Estratto del documento ->
I temi e le news della politica in Lombardia e in Italia. L’attività politica di Giulio Cavalli in consiglio regionale della Lombardia.

La dinastia De Luca. E i nuovi vassalli.

Basta scorrere l’elenco dei nomi della nuova giunta della città di Salerno per rendersi conto che c’è qualcosa che non torna: il neosindaco Vincenzo Napoli ha ritenuto opportuno continuare l’opera di Vincenzo De Luca (ex sindaco e oggi presidente della Regione Campania) infarcendosi di tutti i vicini dell’ex governatore. «Continuità politica» potrebbe dire qualcuno ma ciò che non torna (come anche nella classe dirigente nazionale) è che non si tratti tanto di una “squadra” di collaboratori politici che viene promossa ma banalmente di vicini.

[Righe di dataset per il puntamento di oggetti]
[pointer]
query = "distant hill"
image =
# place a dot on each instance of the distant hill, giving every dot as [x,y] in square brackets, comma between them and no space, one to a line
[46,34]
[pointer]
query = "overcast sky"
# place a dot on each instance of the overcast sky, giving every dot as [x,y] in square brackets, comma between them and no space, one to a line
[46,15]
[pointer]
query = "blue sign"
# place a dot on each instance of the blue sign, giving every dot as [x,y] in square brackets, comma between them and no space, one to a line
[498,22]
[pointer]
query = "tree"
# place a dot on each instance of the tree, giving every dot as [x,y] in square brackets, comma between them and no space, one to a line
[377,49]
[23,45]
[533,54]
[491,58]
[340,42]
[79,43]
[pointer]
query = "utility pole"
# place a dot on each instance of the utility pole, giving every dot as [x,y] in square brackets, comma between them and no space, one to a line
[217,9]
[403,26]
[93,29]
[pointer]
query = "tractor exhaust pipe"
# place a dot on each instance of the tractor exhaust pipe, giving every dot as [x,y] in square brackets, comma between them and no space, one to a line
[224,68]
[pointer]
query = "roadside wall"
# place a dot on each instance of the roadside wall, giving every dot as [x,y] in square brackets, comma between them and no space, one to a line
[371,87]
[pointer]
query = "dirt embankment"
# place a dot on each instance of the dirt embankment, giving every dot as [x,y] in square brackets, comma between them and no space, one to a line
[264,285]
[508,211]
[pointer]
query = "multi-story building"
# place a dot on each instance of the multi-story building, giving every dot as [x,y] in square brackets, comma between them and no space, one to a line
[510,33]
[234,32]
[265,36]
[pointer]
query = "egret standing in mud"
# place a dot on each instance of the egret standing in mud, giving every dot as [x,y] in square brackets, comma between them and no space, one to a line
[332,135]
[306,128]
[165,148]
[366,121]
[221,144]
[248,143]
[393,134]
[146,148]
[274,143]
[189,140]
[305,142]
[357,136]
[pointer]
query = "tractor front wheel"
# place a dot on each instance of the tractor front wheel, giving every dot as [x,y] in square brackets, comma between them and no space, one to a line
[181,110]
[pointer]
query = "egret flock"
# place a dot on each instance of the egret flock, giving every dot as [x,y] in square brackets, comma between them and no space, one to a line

Compiti da svolgere ->
a. Ripeti parola per parola il passo dell'estratto sulla dinastia De Luca compreso tra "I temi e le" e "banalmente di vicini.", estremi inclusi.
b. Filtra i record e riporta ogni riga in cui compare la parola "sign".
L'estratto e i record sono del tutto indipendenti tra loro.

Elenco delle soluzioni ->
a.
I temi e le news della politica in Lombardia e in Italia. L’attività politica di Giulio Cavalli in consiglio regionale della Lombardia.

La dinastia De Luca. E i nuovi vassalli.

Basta scorrere l’elenco dei nomi della nuova giunta della città di Salerno per rendersi conto che c’è qualcosa che non torna: il neosindaco Vincenzo Napoli ha ritenuto opportuno continuare l’opera di Vincenzo De Luca (ex sindaco e oggi presidente della Regione Campania) infarcendosi di tutti i vicini dell’ex governatore. «Continuità politica» potrebbe dire qualcuno ma ciò che non torna (come anche nella classe dirigente nazionale) è che non si tratti tanto di una “squadra” di collaboratori politici che viene promossa ma banalmente di vicini.

b.
query = "blue sign"
# place a dot on each instance of the blue sign, giving every dot as [x,y] in square brackets, comma between them and no space, one to a line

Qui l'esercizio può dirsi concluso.